Responsibilities in Communicating Science to Patients and Parents

As scientists, we are trained to describe our work with a factual clarity that may seem dry and opaque. However, in the summaries and abstracts, there is often a convention to use hopeful, forward looking statements to indicate to why we believe our work is relevant, noteworthy and important. This optimism is uncharacteristic in the context of the rest of scientific text, and can easily be misinterpreted by patients and their families.

This was brought home to me at a Friedreich’s Ataxia  (FA)  scientific meeting. The parents of a young girl with  FA asked me to explain a poster describing an early stage small molecule therapy research effort that had concluded that it could be a safe effective therapy for FA. These parents had latched on to this forward looking statement and wanted to know when it would be available to their wheelchair bound daughter.

How do we, as scientists, project the potential for a therapeutic breakthrough at the earliest stages of drug development, while also communicating the immense amount of work that still needs to be done and the time that it would require?

While it is next to impossible to describe scientific findings in a manner that would satisfy all audiences, perhaps we could begin by adding a statement for projects that get presented at scientific meetings that patients and their families attend. This statement might include some of the caveats that we as drug developers appreciate based on the stage of development, that may go unrecognized by the lay population, including high rates of failure in preclinical and clinical safety studies, regulatory hurdles, and challenges defining and achieving clinical evidence of efficacy. Perhaps this can  be simplified by estimating of how far from patient clinical trials the therapy might be. We might also be mindful about differentiating approaches that might lead to potential therapies from those theoretical cures. I offer these suggestions thinking that the work we do is not in a vacuum but rather part of a larger deeply invested community to whom we have a responsibility.

### WORK ORDER
Copy word for word the passage of the piece on communicating science to patients and parents that begins at "As scientists, we" and ends after "and their families.".

Dataset entries
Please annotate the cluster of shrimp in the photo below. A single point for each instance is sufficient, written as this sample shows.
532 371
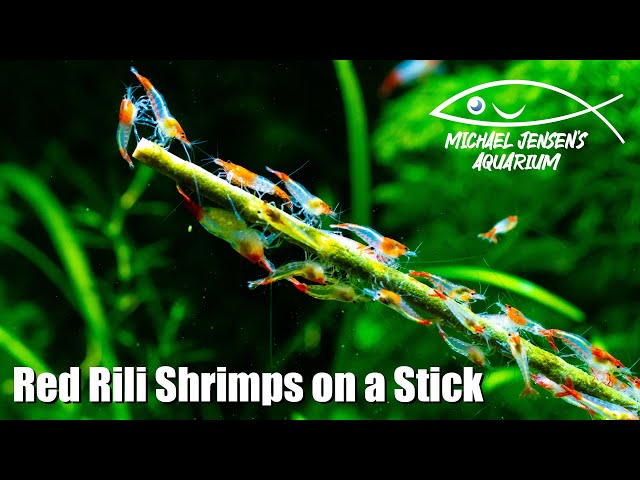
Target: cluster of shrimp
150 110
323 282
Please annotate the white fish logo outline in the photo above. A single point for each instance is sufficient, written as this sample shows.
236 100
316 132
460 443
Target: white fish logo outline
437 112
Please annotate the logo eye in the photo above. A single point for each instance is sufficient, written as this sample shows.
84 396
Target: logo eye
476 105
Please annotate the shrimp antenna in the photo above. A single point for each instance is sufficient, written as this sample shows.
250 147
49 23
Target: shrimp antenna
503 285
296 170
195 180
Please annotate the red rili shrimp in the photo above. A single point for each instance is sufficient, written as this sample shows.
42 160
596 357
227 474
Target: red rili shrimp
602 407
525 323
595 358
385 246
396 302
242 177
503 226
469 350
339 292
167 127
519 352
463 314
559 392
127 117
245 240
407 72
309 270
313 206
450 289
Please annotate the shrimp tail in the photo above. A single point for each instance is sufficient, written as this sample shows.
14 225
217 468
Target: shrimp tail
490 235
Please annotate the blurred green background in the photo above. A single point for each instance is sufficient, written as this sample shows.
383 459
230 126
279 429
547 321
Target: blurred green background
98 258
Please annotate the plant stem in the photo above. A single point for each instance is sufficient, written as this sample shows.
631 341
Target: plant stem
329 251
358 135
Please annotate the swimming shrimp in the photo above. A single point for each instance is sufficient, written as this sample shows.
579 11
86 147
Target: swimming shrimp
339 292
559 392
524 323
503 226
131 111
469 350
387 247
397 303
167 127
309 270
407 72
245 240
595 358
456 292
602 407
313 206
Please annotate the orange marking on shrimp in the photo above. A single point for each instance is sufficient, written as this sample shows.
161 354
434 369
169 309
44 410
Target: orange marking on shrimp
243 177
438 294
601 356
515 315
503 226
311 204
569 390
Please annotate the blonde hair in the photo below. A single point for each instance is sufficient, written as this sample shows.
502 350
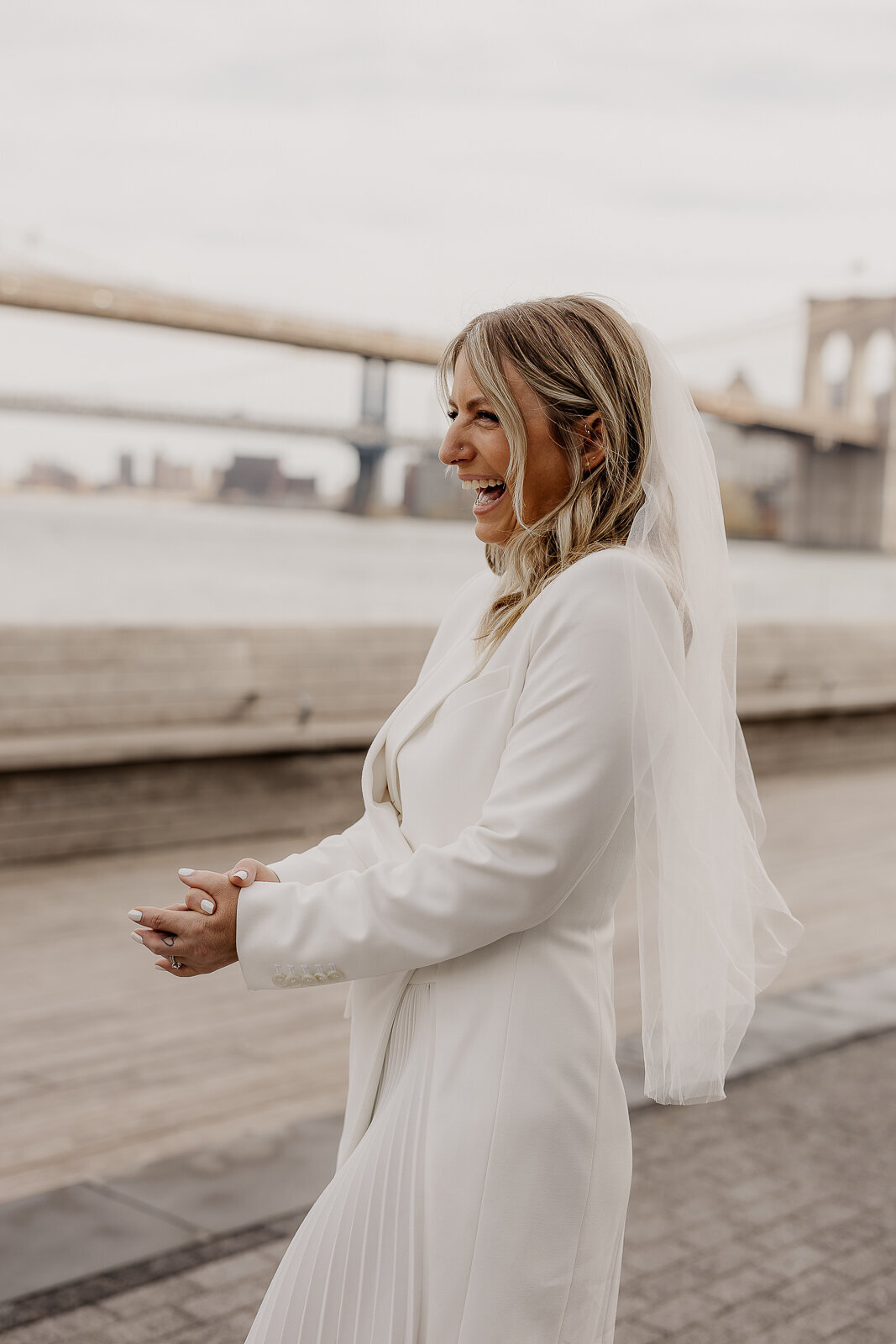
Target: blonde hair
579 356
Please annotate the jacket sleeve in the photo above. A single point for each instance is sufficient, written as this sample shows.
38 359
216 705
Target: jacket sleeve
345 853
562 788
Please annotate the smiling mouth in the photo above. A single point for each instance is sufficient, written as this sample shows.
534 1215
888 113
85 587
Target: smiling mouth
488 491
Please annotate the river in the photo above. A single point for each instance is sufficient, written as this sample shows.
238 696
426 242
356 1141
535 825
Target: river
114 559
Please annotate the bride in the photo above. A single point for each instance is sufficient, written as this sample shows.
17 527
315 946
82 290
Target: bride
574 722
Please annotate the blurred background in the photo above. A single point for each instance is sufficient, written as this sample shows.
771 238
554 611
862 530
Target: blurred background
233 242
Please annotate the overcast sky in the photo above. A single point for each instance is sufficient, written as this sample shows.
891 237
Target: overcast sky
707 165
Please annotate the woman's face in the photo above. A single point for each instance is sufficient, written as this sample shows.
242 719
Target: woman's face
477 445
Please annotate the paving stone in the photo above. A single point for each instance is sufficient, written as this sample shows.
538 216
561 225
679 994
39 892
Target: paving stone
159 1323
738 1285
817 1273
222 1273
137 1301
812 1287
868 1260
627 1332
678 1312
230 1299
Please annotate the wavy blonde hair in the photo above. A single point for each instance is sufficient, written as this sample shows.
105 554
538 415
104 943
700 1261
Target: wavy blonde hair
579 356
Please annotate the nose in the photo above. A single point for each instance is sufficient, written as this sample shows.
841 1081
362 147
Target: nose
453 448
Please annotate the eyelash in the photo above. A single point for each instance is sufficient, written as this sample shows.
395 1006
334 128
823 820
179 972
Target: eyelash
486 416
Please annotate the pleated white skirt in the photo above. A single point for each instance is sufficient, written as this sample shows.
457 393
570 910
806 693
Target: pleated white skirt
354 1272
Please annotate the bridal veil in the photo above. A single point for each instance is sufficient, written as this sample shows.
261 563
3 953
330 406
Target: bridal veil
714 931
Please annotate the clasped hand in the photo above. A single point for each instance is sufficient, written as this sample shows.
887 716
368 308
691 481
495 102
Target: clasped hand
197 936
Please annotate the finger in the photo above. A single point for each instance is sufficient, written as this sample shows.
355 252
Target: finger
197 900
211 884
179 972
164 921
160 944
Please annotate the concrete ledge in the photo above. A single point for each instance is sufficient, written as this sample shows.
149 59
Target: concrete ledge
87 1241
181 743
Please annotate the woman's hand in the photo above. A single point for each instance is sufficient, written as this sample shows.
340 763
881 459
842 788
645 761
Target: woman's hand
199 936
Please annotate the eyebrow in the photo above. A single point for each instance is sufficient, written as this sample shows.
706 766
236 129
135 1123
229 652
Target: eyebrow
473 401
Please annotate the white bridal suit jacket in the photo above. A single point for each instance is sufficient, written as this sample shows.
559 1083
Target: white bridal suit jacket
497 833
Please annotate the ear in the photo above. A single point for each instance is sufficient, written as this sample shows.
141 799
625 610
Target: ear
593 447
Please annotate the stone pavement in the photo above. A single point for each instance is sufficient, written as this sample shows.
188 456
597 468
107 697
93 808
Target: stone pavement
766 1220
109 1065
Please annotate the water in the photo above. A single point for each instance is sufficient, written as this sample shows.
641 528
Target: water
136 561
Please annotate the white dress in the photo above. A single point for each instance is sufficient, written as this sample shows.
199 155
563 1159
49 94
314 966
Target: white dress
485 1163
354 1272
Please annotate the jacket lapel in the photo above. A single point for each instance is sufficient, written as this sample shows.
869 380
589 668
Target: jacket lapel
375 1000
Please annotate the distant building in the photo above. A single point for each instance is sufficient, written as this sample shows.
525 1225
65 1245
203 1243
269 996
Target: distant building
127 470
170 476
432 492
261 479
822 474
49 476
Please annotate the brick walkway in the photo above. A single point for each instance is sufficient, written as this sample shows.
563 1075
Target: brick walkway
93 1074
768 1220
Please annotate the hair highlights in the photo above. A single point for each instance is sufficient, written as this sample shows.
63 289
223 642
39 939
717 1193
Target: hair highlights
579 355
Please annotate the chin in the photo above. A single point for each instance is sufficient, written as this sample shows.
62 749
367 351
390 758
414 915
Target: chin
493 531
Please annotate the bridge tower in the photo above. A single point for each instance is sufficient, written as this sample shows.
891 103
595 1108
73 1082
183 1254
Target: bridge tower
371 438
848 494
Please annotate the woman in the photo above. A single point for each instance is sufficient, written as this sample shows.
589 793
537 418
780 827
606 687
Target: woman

### OUTPUT BELOW
As scientists, we are trained to describe our work with a factual clarity that may seem dry and opaque. However, in the summaries and abstracts, there is often a convention to use hopeful, forward looking statements to indicate to why we believe our work is relevant, noteworthy and important. This optimism is uncharacteristic in the context of the rest of scientific text, and can easily be misinterpreted by patients and their families.